Exercises
1: Please reproduce the stretch of the minoxidil passage from "Understanding minoxidil’s exact" through "of hair growth.", word for word.
2: Summarize the minoxidil passage in two sentences.

Given passage
________________________

Since 1993, minoxidil has been the most successful topical treatment for hair loss in both men and women, yet its exact mechanism of action remains unknown.
A 2004 review of minoxidil’s possible mechanisms of action (A.G. Messenger & J. Rundegren, 2004) suggests that the best evidence supports the idea that minoxidil causes hair follicles in the later phases of their resting phase (telogen) to shift prematurely into an active growth phase (anagen) sooner than they otherwise would; this causes rapid increase in hair growth. They also found good evidence that minoxidil works to thicken the hair by increasing hair diameter.
While minoxidil’s effects on other critical factors known to affect hair growth — such as cell proliferation, collagen synthesis, vascular endothelial growth factor and prostaglandin synthesis — remain uncertain, more recent research has found evidence that it may also suppress the androgen-androgen receptor responsible for androgenetic alopecia (Cheng-Lung Hsu, Jai-Shin Liu,An-Chi Lin, Chih-Hsun Yang, Wen-Hung Chung, & Wen-Guey Wu, 2014).
Understanding minoxidil’s exact mechanism of action remains today an important line of research both for the development of better hair loss treatments and for a better understanding of the biology of hair growth.

________________________

Extracted data
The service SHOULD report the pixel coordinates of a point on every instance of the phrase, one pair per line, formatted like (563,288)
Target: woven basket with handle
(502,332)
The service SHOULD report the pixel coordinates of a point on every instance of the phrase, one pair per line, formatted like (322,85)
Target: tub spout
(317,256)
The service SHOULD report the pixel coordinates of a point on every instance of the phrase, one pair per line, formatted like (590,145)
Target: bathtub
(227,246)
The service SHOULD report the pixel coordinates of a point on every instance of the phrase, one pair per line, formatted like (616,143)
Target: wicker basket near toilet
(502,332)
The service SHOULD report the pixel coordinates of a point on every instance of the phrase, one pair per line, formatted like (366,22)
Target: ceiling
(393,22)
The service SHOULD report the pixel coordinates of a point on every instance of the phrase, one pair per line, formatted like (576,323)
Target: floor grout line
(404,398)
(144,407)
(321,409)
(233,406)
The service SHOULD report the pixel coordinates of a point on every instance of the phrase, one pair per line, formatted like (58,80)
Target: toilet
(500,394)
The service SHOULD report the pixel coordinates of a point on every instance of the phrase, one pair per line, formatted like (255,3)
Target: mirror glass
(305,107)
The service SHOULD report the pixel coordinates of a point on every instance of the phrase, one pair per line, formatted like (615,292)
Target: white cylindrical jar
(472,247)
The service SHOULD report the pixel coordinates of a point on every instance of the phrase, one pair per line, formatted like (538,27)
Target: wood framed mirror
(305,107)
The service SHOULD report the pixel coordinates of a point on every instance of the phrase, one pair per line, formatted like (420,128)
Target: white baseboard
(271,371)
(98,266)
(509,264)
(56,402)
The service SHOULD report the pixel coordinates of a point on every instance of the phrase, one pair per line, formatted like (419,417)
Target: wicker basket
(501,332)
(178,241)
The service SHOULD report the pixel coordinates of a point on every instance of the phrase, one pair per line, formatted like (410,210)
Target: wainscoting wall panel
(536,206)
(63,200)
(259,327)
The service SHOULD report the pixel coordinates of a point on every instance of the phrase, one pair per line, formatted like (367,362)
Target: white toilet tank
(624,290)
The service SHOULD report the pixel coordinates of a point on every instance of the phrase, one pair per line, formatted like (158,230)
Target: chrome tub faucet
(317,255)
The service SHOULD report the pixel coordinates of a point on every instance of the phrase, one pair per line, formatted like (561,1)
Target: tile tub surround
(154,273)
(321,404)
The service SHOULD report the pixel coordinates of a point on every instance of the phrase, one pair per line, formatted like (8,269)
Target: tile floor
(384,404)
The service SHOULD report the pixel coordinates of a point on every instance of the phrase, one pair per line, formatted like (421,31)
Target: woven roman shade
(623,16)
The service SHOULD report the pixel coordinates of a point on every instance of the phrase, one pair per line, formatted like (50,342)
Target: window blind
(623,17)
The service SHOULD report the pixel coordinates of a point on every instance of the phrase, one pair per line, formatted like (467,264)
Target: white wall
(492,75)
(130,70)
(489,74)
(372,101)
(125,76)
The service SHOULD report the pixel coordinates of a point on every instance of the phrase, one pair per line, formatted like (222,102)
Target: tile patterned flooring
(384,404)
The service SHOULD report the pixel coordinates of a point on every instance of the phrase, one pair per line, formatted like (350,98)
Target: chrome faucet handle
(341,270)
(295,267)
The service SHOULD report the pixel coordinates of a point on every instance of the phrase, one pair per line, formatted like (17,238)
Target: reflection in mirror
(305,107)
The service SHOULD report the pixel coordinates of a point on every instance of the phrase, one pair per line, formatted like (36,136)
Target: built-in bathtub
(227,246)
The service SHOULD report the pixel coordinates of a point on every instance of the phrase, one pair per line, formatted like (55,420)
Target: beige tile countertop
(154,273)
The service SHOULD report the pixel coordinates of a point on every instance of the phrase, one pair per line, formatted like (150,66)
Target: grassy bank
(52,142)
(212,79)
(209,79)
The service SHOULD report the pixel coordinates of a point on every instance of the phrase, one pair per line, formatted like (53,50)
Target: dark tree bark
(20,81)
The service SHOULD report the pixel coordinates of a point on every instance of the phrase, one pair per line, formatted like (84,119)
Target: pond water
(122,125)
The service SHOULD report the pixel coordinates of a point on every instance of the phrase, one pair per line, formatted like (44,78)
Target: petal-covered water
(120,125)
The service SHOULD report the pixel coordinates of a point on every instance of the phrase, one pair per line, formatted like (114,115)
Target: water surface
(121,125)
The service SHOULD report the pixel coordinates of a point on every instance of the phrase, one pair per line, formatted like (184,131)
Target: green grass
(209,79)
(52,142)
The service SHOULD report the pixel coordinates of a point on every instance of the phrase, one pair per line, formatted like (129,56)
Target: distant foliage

________________________

Answers to the exercise
1:
Understanding minoxidil’s exact mechanism of action remains today an important line of research both for the development of better hair loss treatments and for a better understanding of the biology of hair growth.

2: Minoxidil has been the most successful topical hair loss treatment for men and women since 1993, though its exact mechanism of action remains unknown. A 2004 review found the best evidence that it pushes resting follicles into the growth phase early and thickens hair, and 2014 research suggests it may also suppress the androgen-androgen receptor responsible for androgenetic alopecia.